Problem. Reproduce word for word the portion of the hotel booking dataset description below that opens with the words "This dataset contains" and closes with "a city hotel.".
** Start of Provided passage **
This dataset contains 119390 observations for a City Hotel and a Resort Hotel. Each observation represents a hotel booking between the 1st of July 2015 and 31st of August 2017, including booking that effectively arrived and booking that were canceled.

**hotel** - The datasets contains the booking information of two hotel. One of the hotels is a resort hotel and the other is a city hotel.

**is_canceled** - Value indicating if the booking was canceled (1) or not (0).

**lead_time** - Number of days that elapsed between the entering date of the booking into the PMS and the arrival date.

**arrival_date_year** - Year of arrival date.

**arrival_date_month** - Month of arrival date with 12 categories: “January” to “December”

**arrival_date_week_number** - Week number of the arrival date

**arrival_date_day_of_month** - Day of the month of the arrival date

**stays_in_weekend_nights** - Number of weekend nights (Saturday or Sunday) the guest stayed or booked to stay at the hotel

**stays_in_week_nights** - Number of week nights (Monday to Friday) the guest stayed or booked to stay at the hotel BO and BL/Calculated by counting the number of week nights.

**adults** - Number of adults

**children** - Number of children

**babies** - Number of babies

**meal** - BB – Bed & Breakfast

**country** - Country of origin.

**market_segment** - Market segment designation. 
* TA - Travel Agents 
* TO - Tour Operators

**distribution_channel** - Booking distribution channel. The term “TA” means “Travel Agents” and “TO” means “Tour Operators”

**is_repeated_guest** - Value indicating if the booking name was from a repeated guest (1) or not (0)
** End of Provided passage **
** Start of Source data **
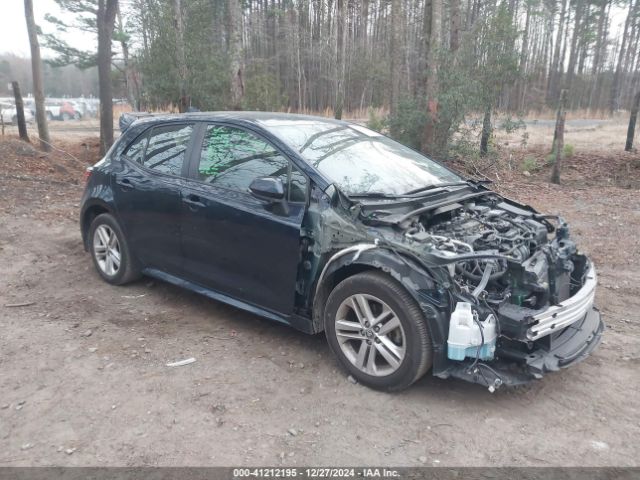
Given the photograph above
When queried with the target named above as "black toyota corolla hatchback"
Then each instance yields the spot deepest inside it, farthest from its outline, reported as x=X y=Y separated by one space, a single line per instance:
x=328 y=226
** End of Source data **
Final result.
This dataset contains 119390 observations for a City Hotel and a Resort Hotel. Each observation represents a hotel booking between the 1st of July 2015 and 31st of August 2017, including booking that effectively arrived and booking that were canceled.

**hotel** - The datasets contains the booking information of two hotel. One of the hotels is a resort hotel and the other is a city hotel.